## Requirement 1
Show each line in the entries below that contains the word "what".

## Reading text
My hope is to offer encouragement to writers as well as those who simply love to read. You will find eclectic snippets here—news of projects I’m working on, comments regarding books I enjoy, favorite authors, quotes, and reflections regarding my own experiences. I especially like to write about my dreams—those parables in the night seasons. Symbols and metaphors delight and intrigue me. You will find them here.
The trick is learning to take things as they come and fully, too, with no resistance or fear, not trying to grip them too tightly or make them bend.~Paula McLain (From Circling The Sun)
I yelled at him, my voice thin and high. I slammed my open hand on the table, my palm red, stinging. Then my husband yelled back, striking his hand on the table too. He has bigger hands, so it was loud. "I'm done," I shouted, and ran out of the room. We were fighting about ceilings, (of all things) after looking at houses to buy earlier that day. All I said was that I like high ceilings," I whined. "But you've got to understand, Priscilla, that warm air travels upward, and the utility bills are higher; it's much better to have lower ceilings," he said. His voice was really, really noisy, as was mine.
Change is noisy, and it's not about the ceilings. It's about uncertainty, about ambiguity, about money, about compromise, about living with the opacity of where we'll settle next. It's about grief, too. Letting go of a home and life we've honed and developed for the last decade.
Actually, God considers all of humanity to be prisoners of their unbelief, so that He can unlock our hearts and show His tender mercies to all who come to Him.~Romans 11:32 (The Passion Translation)
I wept through a movie this week. That kind of crying where tears stream down your face and roll down your neck. Where all the mascara pools under your eyes and leaves black smudges. A Beautiful Day In The Neighborhood is based on a true story about the relationship between a magazine writer and Fred Rogers The magazine writer had established a reputation of being overly harsh and cynical in his reporting. No one wanted to be interviewed by him. His editor at Esquire assigned him to interview Fred Rogers, the only person who would agree to an interview with him. The writer responded with sarcasm, "You mean the guy who talks to little kids? Has all those puppets?" His editor assured him that's who she was talking about. Reluctantly he accepted the assignment, and ultimately his life was transformed by the kindness, love and authenticity of Fred Rogers.
Mr. Rogers didn't judge the writer regarding his acrimonious and bitter demeanor, but rather welcomed him into his world with no judgment or pretense. Validated him. I thought to myself, "Who am I not loving like Mr. Rogers would?" Immediately Donald Trump came to mind. I'd joined in with all the late-night hosts in laughing at Trump jokes, expressing disdain and contempt toward him. I asked myself, "What if Mr. Rogers met Donald Trump. How would he treat him?"
How deep is your love? I really mean to learn.~Bee Gees
The movie practically jumped from the library shelf. Nostalgia. I'd watched it a couple of years ago, and the subject matter had a meaningful impact--so many of the themes I relate to integrated into a movie. Time, memory, grief and love. I decided to watch the movie again. This time the impact was no less great, but perhaps more poignant. This time I watched, I was experiencing some of the same dynamics as the characters in the movie. Giovanni and I readying our house for sale and beginning to pack up our belongings.

## Spatial annotation records
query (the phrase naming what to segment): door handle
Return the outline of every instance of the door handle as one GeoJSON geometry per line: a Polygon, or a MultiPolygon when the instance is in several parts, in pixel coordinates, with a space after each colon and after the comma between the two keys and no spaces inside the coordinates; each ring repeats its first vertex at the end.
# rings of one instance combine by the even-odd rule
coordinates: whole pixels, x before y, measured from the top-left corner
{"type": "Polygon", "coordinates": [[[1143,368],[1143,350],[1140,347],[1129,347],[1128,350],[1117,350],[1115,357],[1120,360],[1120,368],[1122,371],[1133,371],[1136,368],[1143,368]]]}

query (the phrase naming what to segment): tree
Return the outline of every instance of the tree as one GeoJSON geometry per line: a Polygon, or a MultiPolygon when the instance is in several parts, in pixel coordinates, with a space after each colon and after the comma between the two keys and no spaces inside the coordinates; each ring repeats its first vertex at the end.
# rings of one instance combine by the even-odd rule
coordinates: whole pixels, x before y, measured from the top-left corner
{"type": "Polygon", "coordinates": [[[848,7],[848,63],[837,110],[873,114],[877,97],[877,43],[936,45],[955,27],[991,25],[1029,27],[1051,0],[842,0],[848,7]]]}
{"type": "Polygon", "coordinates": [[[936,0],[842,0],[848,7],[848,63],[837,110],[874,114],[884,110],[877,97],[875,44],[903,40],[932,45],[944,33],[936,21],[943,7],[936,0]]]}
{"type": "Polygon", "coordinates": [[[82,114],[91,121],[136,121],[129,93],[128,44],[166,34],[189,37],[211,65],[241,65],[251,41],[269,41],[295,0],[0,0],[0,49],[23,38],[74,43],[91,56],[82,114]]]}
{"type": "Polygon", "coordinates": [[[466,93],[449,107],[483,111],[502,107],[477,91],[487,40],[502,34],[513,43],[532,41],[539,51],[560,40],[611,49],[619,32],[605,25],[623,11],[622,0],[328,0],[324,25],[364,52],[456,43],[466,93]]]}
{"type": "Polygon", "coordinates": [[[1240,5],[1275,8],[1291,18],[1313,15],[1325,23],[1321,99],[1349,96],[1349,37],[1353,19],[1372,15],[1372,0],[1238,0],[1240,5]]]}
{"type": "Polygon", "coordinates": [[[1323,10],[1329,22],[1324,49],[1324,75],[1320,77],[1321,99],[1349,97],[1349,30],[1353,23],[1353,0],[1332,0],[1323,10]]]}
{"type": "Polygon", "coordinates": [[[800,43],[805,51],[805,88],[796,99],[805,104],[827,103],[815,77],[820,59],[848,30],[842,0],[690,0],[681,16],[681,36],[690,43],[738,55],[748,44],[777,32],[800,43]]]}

## Requirement 2
Duplicate the passage of the blog text above, starting with "I yelled at" and going on through "the last decade.".

## Exercise result 1
query (the phrase naming what to segment): door handle
query (the phrase naming what to segment): tree

## Exercise result 2
I yelled at him, my voice thin and high. I slammed my open hand on the table, my palm red, stinging. Then my husband yelled back, striking his hand on the table too. He has bigger hands, so it was loud. "I'm done," I shouted, and ran out of the room. We were fighting about ceilings, (of all things) after looking at houses to buy earlier that day. All I said was that I like high ceilings," I whined. "But you've got to understand, Priscilla, that warm air travels upward, and the utility bills are higher; it's much better to have lower ceilings," he said. His voice was really, really noisy, as was mine.
Change is noisy, and it's not about the ceilings. It's about uncertainty, about ambiguity, about money, about compromise, about living with the opacity of where we'll settle next. It's about grief, too. Letting go of a home and life we've honed and developed for the last decade.